## Input rows
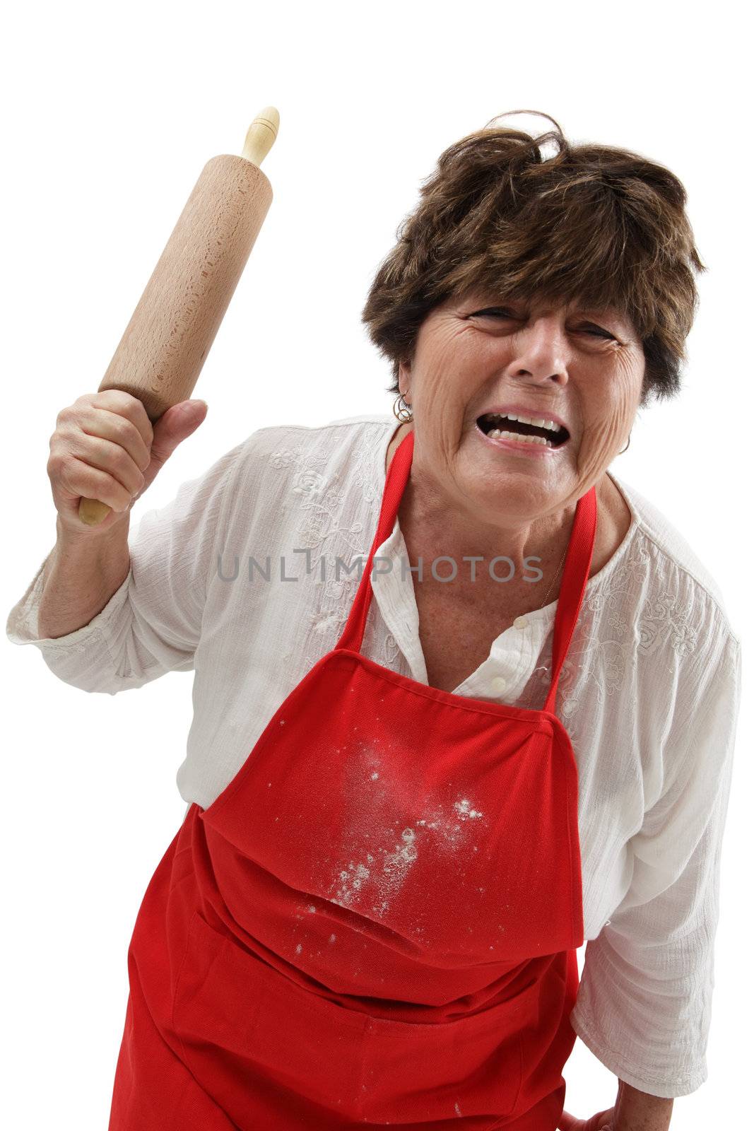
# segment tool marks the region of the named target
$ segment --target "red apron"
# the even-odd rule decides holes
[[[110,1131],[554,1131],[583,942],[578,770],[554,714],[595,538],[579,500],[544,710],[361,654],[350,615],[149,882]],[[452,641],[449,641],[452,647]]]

==

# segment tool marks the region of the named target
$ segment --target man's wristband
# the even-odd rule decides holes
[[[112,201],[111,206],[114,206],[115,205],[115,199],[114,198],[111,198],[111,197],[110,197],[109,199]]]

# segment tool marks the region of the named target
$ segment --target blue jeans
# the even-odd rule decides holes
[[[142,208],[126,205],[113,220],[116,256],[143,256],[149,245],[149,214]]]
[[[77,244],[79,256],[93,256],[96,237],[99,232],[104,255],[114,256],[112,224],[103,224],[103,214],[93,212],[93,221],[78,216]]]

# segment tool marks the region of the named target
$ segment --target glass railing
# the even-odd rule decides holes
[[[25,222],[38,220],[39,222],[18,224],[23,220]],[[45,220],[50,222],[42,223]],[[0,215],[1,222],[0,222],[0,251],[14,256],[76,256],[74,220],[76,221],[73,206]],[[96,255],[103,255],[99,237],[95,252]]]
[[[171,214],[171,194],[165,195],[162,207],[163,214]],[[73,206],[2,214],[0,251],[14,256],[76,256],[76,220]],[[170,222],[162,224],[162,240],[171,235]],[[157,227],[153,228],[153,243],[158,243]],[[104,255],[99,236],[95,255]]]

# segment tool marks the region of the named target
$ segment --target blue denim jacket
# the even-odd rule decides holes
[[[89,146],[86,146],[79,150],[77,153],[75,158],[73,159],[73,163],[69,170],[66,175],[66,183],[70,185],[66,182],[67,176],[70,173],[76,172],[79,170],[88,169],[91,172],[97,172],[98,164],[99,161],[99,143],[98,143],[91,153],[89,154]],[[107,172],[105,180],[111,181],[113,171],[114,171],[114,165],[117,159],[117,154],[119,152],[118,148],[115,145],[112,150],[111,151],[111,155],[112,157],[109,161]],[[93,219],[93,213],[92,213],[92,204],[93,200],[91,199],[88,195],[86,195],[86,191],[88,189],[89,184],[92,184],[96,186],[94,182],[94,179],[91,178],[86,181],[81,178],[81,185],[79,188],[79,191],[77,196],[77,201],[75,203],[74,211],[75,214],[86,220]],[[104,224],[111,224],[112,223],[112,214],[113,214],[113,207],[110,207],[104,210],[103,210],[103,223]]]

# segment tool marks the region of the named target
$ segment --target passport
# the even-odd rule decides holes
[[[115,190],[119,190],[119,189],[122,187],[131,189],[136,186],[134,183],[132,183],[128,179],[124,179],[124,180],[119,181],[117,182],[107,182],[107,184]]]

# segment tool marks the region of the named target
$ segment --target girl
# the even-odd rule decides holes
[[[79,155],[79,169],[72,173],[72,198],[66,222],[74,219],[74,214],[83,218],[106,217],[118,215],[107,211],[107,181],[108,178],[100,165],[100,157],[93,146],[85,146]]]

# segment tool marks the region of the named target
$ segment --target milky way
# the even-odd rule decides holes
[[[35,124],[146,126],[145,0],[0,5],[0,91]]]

## Written exercise
How many lines in the records above contain the word "blue"? Reply with the number alone.

## Reply to the exercise
2